● **Information provided**:
________________
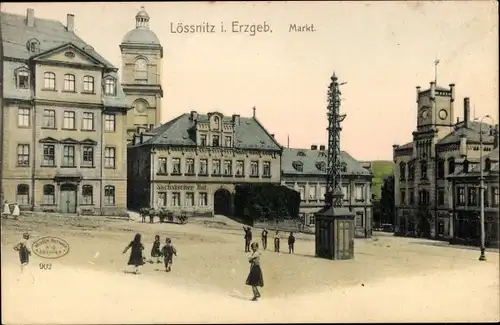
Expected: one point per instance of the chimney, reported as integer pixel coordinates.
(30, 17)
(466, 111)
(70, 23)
________________
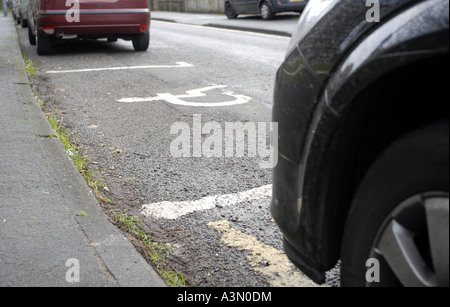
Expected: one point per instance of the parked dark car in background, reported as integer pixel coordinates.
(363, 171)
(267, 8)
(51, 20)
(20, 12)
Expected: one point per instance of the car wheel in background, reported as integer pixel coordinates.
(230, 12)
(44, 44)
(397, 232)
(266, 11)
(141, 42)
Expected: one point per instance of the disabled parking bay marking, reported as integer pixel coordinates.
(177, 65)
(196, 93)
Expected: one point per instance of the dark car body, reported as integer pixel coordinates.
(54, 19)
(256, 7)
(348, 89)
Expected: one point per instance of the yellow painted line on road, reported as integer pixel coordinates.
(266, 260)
________________
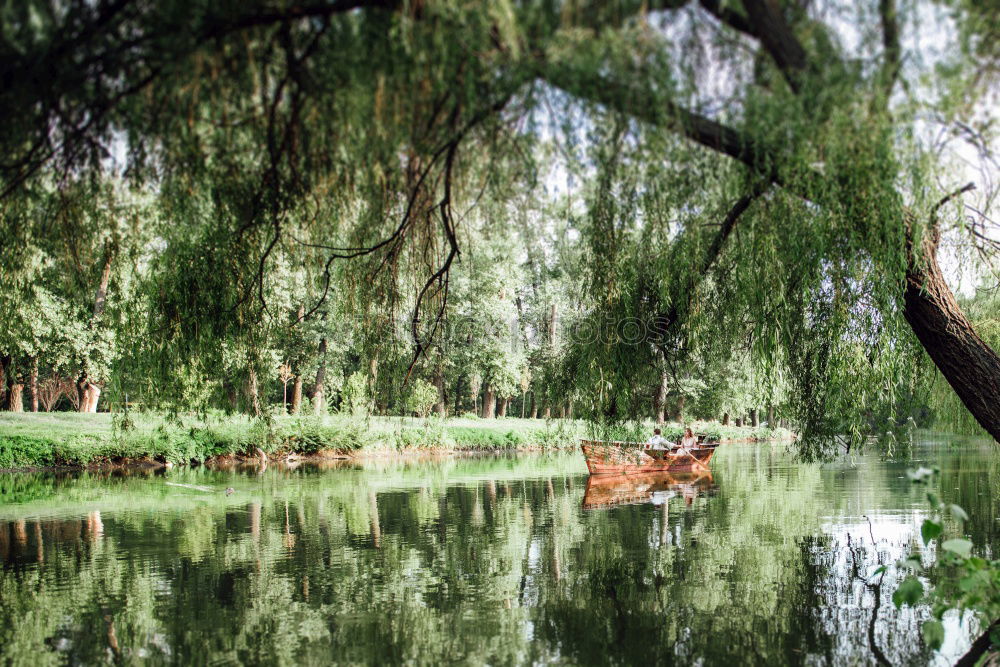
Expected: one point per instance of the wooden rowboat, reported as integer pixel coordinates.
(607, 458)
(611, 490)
________________
● **Written problem**: Count the lines in the records that contain the word "background", and reply with only the number.

● **Response**: 2